◆ READING TEXT
Sunday, August 28, 2011

WebLogic: NodeManager for Linux Machines

I recently needed to set up Node Manager on a Linux machine.  I was surprised that I wasn’t able to find the documentation that I needed in order to configure it properly, and gave up after a few minutes of searching for the right scripts and articles on the web. 

When I had more time I decided to take another look.  After about an hour of fiddling and searching I got it working as an xinetd service on my Linux machine.  However, I still couldn’t find a good online reference so I decided to create one Smile

What is the Node Manager?

The Node Manager is a process that can be configured to run on machines where WebLogic is installed.  It serves the purpose of starting and stopping Managed Servers of WebLogic domains.  The goal of this process is to ease management of WebLogic domains by allowing you to remotely start and stop Managed Servers.  With the Node Manager you can log into the Admin Console for the domain and select the instances you want to start and stop:

SNAGHTML2e7639

 

One of the great things about the Node Manager is that you can change the classpath and startup (Java) options for your managed servers from the Admin Console as well.  This can be useful when you are troubleshooting a node and adding debug flags, temporary server options, etc:

image

How does it work?

◆ SUPPLIED RECORDS
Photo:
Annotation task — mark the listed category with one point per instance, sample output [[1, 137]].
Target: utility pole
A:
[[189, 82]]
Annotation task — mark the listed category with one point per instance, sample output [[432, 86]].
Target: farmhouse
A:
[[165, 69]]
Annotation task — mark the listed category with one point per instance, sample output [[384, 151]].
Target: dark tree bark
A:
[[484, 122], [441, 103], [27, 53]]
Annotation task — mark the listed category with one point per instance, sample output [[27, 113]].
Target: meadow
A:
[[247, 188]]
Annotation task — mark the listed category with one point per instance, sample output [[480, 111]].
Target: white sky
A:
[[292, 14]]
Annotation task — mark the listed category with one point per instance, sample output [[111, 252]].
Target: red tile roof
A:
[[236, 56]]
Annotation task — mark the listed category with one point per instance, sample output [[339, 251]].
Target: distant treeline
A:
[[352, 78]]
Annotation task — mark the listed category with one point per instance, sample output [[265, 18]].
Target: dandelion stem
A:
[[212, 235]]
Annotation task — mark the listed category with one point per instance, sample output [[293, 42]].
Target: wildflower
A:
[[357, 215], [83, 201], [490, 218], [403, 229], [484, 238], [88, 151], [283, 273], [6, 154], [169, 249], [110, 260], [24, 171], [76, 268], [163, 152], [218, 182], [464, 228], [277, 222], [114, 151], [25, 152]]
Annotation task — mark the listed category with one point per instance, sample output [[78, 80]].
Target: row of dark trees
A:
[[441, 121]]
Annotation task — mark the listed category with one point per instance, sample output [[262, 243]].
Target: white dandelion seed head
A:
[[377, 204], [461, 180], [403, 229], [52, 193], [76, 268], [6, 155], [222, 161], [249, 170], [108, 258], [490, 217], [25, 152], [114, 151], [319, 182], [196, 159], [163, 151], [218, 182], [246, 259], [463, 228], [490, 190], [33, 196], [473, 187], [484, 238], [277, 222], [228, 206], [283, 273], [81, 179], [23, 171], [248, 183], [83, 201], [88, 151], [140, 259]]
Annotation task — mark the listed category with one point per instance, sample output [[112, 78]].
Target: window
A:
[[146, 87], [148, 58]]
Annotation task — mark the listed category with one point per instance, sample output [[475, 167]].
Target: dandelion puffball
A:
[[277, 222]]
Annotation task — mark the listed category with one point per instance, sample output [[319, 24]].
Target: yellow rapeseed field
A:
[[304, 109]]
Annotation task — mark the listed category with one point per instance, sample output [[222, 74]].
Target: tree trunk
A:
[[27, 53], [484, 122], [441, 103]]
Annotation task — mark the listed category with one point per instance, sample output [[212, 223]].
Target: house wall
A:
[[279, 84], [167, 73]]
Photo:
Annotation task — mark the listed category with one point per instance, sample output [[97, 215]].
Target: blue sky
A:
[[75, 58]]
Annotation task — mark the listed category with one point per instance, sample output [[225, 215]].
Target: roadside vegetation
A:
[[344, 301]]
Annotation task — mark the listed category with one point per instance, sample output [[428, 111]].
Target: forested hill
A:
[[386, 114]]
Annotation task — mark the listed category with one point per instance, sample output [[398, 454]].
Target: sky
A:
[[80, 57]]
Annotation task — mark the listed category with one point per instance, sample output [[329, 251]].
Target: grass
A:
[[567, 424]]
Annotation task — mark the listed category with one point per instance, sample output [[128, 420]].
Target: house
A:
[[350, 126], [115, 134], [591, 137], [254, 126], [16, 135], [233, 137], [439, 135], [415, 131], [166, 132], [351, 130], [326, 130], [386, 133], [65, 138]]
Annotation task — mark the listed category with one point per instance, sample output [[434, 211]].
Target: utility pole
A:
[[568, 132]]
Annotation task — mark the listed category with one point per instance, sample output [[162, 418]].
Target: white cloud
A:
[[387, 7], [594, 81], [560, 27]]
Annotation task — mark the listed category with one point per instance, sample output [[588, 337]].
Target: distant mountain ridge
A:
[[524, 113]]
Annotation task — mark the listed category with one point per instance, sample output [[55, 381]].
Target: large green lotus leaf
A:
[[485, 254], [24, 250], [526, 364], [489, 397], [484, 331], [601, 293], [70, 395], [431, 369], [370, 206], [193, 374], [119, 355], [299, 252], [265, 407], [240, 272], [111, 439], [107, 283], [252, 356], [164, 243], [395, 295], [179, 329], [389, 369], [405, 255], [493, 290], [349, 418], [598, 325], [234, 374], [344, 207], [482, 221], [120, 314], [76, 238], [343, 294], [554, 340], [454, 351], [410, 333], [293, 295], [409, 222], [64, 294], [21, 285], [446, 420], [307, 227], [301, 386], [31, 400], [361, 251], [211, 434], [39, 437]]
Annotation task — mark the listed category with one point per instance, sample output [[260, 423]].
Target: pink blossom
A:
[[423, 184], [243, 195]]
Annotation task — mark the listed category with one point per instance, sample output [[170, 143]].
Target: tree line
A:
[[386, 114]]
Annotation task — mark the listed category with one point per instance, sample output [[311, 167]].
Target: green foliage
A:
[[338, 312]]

◆ WRITTEN REQUEST 1
According to the Node Manager post, what does the Node Manager start and stop?
◆ WRITTEN REQUEST 2
Write out the records again, requests included, starting at the line that contains "output [[212, 223]]." and ending at the line that contains "[[344, 301]]", with every coordinate in the answers raised by 115. Give only those lines.
The records are unrelated to the text.

◆ WRITTEN RESPONSE 1
Managed Servers of WebLogic domains.

◆ WRITTEN RESPONSE 2
Annotation task — mark the listed category with one point per instance, sample output [[212, 223]].
Target: house wall
A:
[[394, 199], [282, 188]]
Photo:
Annotation task — mark the listed category with one point per instance, sample output [[97, 215]].
Target: blue sky
A:
[[190, 173]]
Annotation task — mark the listed category with one point per instance, sample output [[225, 215]].
Target: roadside vegetation
A:
[[459, 416]]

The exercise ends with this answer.